**Data records**.
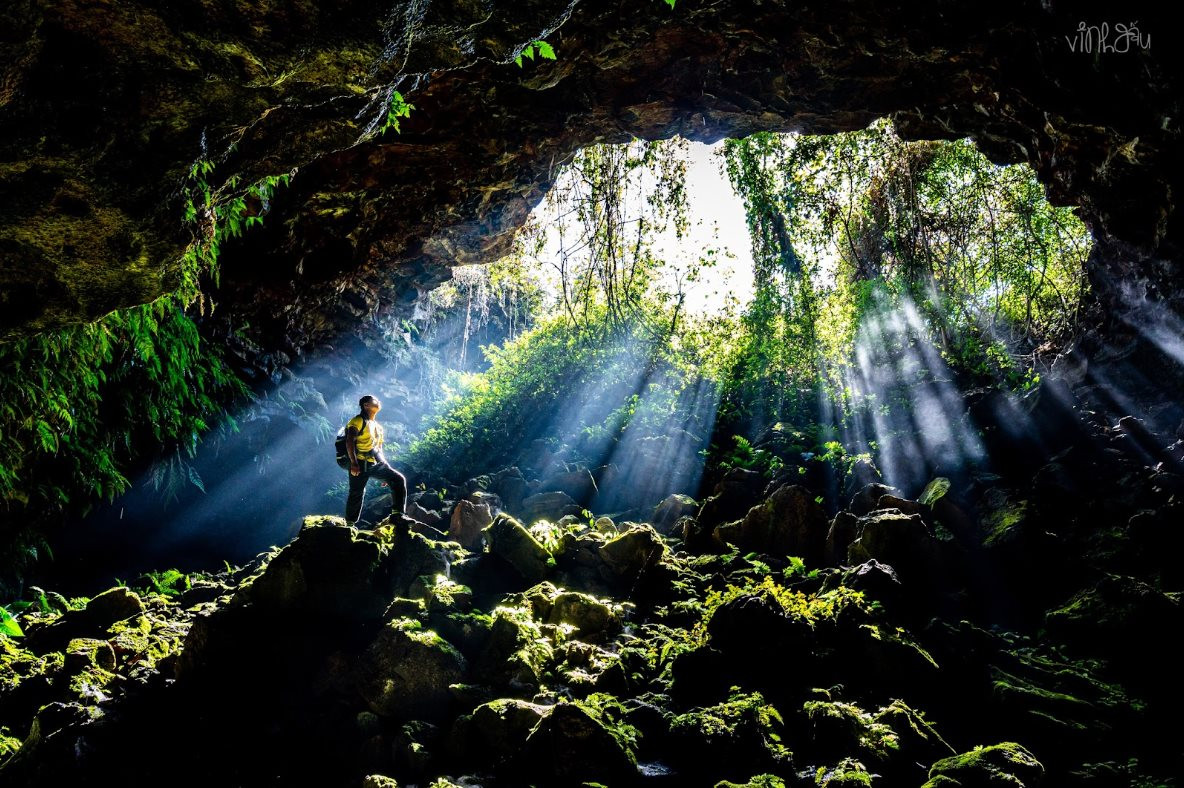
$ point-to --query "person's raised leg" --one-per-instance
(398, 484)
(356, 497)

==

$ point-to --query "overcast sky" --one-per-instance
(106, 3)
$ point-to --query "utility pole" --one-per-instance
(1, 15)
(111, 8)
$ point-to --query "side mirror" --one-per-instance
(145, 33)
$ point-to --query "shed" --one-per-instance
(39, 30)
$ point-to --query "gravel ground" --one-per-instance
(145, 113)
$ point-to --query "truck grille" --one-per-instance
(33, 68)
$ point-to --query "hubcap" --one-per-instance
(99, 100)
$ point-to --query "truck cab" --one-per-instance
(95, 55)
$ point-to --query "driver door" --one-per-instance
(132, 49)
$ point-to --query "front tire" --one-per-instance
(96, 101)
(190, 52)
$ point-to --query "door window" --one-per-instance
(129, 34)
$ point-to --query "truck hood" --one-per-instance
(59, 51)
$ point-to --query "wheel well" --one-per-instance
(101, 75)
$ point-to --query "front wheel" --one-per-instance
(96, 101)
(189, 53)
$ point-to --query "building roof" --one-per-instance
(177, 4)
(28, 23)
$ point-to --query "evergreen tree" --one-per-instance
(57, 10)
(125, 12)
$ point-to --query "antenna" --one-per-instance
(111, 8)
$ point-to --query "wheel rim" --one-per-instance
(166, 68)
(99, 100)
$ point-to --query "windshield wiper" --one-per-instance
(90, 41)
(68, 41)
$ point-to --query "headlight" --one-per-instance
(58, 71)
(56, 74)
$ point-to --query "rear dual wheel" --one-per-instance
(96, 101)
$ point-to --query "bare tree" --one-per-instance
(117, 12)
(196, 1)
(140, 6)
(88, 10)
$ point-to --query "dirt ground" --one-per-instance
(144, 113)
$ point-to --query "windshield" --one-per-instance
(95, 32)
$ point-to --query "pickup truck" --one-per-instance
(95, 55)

---

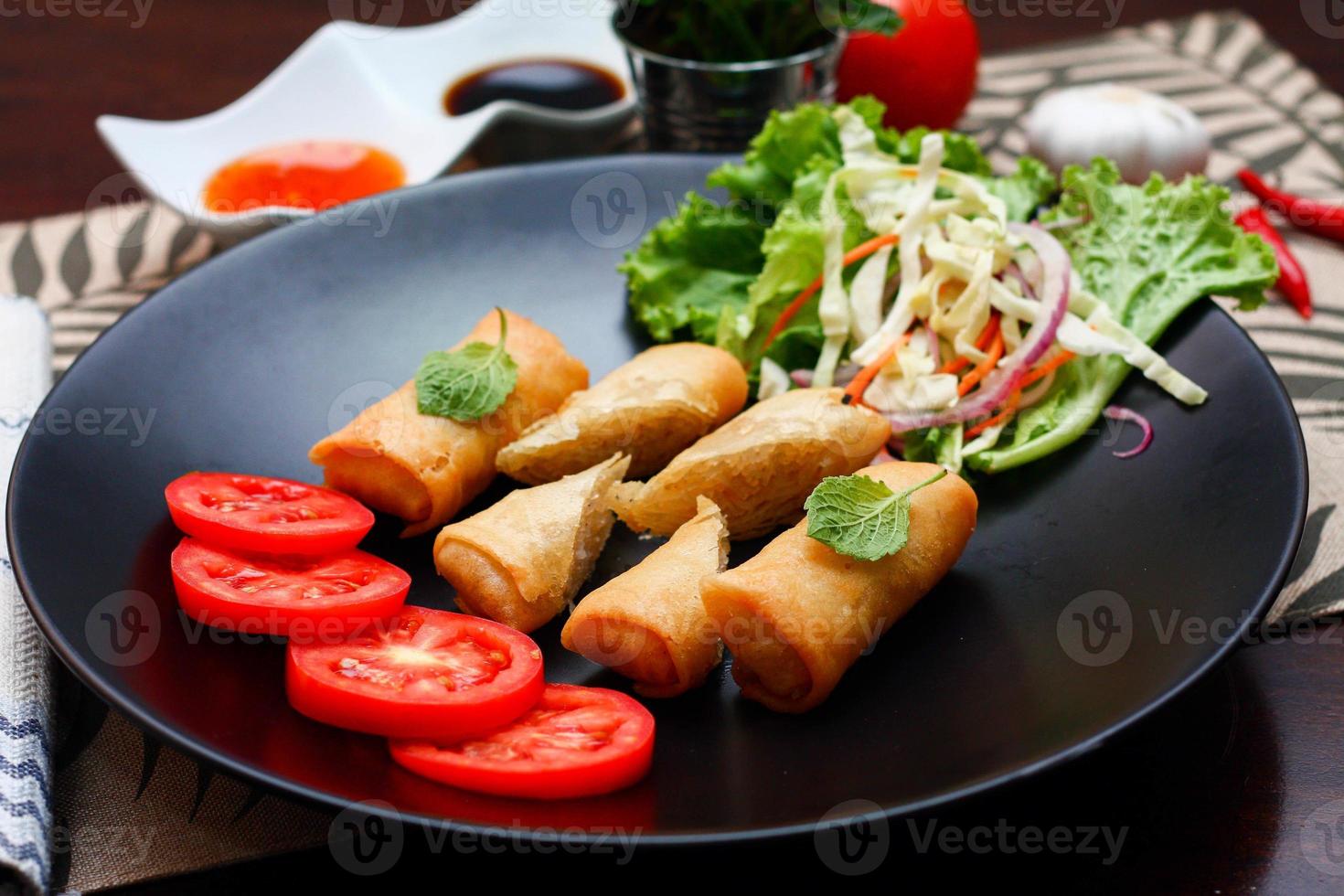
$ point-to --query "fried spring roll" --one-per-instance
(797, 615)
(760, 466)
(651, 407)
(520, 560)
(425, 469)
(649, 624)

**Exercise**.
Identify each line in the material that contains the string "wheel", treating uppercase and lowercase as different.

**Finished exercise**.
$ point-to --query "wheel well" --one-per-instance
$ point-to --query "front wheel" --one-per-instance
$ point-to --query "wheel rim" --one-per-instance
$ point-to --query "rear dual wheel" --one-per-instance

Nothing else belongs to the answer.